═════ Data for the task

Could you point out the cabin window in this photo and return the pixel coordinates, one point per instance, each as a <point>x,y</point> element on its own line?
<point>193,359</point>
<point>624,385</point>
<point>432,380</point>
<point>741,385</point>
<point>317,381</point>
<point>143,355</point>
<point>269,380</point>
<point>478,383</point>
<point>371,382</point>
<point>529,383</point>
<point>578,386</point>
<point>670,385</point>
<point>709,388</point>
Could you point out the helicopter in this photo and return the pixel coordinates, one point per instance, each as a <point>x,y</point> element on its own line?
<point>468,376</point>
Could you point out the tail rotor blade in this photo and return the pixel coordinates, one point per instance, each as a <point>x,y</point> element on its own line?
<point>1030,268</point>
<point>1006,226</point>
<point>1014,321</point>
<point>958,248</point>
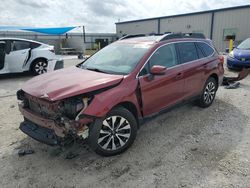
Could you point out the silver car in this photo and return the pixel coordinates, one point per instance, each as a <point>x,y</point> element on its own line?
<point>20,55</point>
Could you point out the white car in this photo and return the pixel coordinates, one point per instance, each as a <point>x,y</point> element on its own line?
<point>19,55</point>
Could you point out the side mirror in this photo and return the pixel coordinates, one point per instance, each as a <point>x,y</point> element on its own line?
<point>2,45</point>
<point>158,70</point>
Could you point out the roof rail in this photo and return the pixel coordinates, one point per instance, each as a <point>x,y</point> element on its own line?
<point>132,36</point>
<point>181,35</point>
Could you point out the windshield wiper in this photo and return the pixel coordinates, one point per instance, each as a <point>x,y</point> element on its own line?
<point>95,69</point>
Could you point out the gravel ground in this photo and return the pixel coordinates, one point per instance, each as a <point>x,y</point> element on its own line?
<point>186,147</point>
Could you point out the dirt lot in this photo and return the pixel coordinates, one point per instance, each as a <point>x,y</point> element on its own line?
<point>186,147</point>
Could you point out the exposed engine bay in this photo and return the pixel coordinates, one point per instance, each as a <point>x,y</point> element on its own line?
<point>64,117</point>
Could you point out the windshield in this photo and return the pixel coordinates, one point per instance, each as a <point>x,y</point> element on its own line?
<point>245,45</point>
<point>116,58</point>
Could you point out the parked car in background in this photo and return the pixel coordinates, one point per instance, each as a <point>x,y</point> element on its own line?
<point>19,55</point>
<point>104,99</point>
<point>240,56</point>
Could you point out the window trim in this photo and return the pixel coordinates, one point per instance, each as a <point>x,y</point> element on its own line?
<point>203,52</point>
<point>178,51</point>
<point>13,41</point>
<point>137,75</point>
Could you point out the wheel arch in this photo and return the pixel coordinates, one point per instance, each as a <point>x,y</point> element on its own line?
<point>215,76</point>
<point>130,107</point>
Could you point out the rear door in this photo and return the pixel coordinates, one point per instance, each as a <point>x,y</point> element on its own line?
<point>193,64</point>
<point>2,53</point>
<point>161,91</point>
<point>18,55</point>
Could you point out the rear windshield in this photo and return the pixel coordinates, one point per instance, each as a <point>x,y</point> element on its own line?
<point>116,58</point>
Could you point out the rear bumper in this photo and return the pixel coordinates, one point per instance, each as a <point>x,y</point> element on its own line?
<point>237,64</point>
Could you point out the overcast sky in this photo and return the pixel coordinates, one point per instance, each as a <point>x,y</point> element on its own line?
<point>97,15</point>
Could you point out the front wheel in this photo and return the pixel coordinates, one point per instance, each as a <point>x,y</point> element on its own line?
<point>208,93</point>
<point>113,134</point>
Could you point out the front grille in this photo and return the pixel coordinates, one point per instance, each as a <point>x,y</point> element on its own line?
<point>245,59</point>
<point>39,108</point>
<point>42,108</point>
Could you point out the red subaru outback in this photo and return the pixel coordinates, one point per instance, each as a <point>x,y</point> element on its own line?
<point>104,99</point>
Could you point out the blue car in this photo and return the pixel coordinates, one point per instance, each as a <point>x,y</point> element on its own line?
<point>240,56</point>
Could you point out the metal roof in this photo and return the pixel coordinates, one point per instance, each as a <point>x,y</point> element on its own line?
<point>188,14</point>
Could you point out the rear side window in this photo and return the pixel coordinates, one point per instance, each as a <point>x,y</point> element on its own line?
<point>19,45</point>
<point>205,48</point>
<point>34,45</point>
<point>187,52</point>
<point>164,56</point>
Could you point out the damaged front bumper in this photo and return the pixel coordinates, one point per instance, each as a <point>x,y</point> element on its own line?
<point>41,134</point>
<point>48,131</point>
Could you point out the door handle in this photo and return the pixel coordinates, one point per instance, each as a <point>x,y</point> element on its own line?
<point>178,76</point>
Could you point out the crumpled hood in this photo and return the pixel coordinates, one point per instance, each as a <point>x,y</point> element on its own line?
<point>68,82</point>
<point>239,54</point>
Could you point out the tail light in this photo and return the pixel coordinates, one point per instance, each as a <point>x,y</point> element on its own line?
<point>221,59</point>
<point>52,49</point>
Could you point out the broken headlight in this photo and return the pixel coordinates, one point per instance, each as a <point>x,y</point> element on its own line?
<point>71,107</point>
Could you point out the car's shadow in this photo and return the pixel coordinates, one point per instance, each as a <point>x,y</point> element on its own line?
<point>179,143</point>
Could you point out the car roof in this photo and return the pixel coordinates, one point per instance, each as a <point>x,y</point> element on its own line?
<point>13,38</point>
<point>159,38</point>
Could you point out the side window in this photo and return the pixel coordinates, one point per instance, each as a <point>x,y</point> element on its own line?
<point>206,49</point>
<point>187,52</point>
<point>19,45</point>
<point>34,45</point>
<point>164,56</point>
<point>199,51</point>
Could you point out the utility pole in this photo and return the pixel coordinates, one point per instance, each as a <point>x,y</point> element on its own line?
<point>83,32</point>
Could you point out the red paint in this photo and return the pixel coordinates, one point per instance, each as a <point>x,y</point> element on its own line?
<point>158,91</point>
<point>69,82</point>
<point>158,70</point>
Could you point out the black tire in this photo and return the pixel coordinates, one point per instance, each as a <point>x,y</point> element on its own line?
<point>102,136</point>
<point>208,93</point>
<point>39,66</point>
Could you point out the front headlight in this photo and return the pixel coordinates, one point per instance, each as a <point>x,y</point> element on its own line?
<point>71,107</point>
<point>231,54</point>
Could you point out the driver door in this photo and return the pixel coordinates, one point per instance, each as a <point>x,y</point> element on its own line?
<point>2,54</point>
<point>161,91</point>
<point>18,55</point>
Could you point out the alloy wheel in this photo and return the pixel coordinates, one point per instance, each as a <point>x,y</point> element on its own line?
<point>209,92</point>
<point>115,133</point>
<point>41,67</point>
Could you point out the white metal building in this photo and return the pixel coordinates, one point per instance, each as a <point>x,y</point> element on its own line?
<point>215,24</point>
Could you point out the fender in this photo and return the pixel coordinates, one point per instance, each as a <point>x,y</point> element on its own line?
<point>112,98</point>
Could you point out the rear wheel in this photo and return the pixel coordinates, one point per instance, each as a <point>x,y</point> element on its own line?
<point>208,93</point>
<point>114,133</point>
<point>39,66</point>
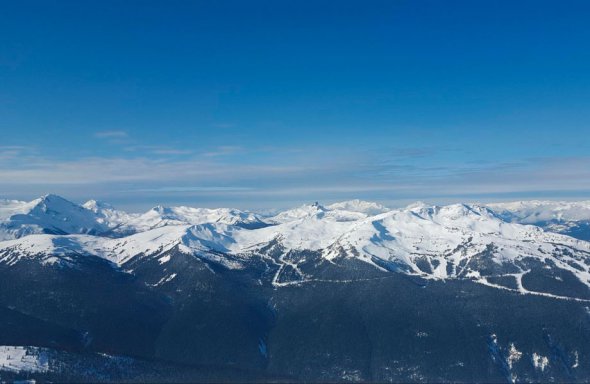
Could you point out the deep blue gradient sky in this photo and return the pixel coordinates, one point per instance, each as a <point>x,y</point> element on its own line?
<point>267,104</point>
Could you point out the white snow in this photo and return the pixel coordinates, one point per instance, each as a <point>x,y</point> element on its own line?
<point>23,359</point>
<point>514,355</point>
<point>540,362</point>
<point>445,237</point>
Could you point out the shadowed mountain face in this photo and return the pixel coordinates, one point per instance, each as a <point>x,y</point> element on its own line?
<point>323,294</point>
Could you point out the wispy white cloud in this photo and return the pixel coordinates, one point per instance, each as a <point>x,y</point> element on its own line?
<point>115,134</point>
<point>223,151</point>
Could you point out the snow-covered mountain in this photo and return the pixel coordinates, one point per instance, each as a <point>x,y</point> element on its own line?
<point>441,242</point>
<point>566,217</point>
<point>53,214</point>
<point>48,214</point>
<point>441,293</point>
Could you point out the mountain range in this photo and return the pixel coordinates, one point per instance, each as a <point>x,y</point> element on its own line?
<point>352,291</point>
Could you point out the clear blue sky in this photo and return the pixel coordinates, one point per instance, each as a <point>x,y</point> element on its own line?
<point>260,104</point>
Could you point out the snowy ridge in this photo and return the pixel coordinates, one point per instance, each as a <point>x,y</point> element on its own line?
<point>23,359</point>
<point>439,242</point>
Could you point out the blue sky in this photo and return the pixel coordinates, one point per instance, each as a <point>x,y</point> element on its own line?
<point>268,104</point>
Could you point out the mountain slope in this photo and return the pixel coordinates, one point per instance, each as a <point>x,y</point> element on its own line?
<point>568,218</point>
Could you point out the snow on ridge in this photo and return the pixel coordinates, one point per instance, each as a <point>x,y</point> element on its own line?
<point>23,359</point>
<point>444,238</point>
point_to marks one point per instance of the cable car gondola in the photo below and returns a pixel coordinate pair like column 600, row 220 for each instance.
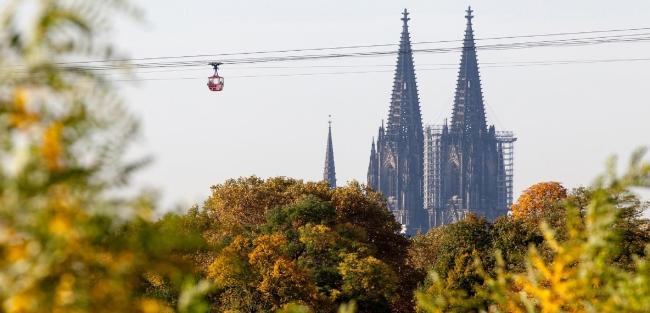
column 215, row 82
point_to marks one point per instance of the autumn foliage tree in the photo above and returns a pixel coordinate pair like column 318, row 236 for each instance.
column 542, row 201
column 286, row 241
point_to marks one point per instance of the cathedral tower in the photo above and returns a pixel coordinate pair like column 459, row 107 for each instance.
column 468, row 163
column 396, row 160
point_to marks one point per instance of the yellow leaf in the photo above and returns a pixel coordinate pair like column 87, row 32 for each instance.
column 52, row 147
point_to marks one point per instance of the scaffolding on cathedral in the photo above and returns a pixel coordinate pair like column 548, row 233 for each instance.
column 505, row 145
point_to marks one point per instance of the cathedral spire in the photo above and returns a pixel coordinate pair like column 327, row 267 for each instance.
column 469, row 110
column 404, row 118
column 329, row 172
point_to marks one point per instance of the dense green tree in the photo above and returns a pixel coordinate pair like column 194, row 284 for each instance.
column 280, row 241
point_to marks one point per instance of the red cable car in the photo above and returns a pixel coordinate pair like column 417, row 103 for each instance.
column 215, row 82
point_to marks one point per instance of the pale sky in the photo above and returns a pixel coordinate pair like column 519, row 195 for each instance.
column 568, row 118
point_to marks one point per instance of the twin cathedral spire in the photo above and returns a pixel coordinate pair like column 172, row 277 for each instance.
column 437, row 174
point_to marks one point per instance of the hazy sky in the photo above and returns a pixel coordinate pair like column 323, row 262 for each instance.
column 568, row 118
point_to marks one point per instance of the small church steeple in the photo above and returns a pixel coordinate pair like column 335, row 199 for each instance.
column 329, row 172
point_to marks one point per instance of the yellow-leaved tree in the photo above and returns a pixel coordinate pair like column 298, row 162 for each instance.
column 583, row 273
column 68, row 242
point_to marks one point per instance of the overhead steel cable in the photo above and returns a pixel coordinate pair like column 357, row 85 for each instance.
column 110, row 62
column 517, row 45
column 358, row 46
column 489, row 65
column 642, row 37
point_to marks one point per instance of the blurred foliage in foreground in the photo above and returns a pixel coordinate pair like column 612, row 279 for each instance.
column 68, row 243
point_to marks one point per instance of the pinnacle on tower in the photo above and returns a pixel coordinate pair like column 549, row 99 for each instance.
column 329, row 172
column 469, row 109
column 404, row 118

══════════

== Work instructions ==
None of the lines before the one containing "point_to marks one point per instance of the hazy" belong in the answer; reproduce that line and all later lines of the records exactly.

== Exercise response ==
point_to marks one point per instance of the hazy sky in the photo above and returns a pixel coordinate pair like column 323, row 262 for each instance.
column 568, row 118
point_to marks one point per instance of the small church steeple in the photo above and returns a pixel coordinate pair like column 335, row 199 for each instance.
column 329, row 172
point_to marks one point per instance of the yellow-leaved tree in the photo above and returns a pixel coordinate pair like column 298, row 162 for each instance.
column 583, row 273
column 68, row 242
point_to marks one point per instance of the overhead steel cable in the photo above and returns a pixel coordinate pair like column 357, row 85 for each instance.
column 110, row 62
column 517, row 45
column 358, row 46
column 489, row 65
column 642, row 37
point_to marks one point per instance of the blurred foliage in foreground in the photo above and returns a pixel coordinate pair like column 612, row 279 for each instance.
column 68, row 243
point_to marks one point per instance of the pinnacle on tower in the photo above and returns a pixel coordinate pair like column 549, row 99 for each instance.
column 329, row 172
column 469, row 109
column 404, row 118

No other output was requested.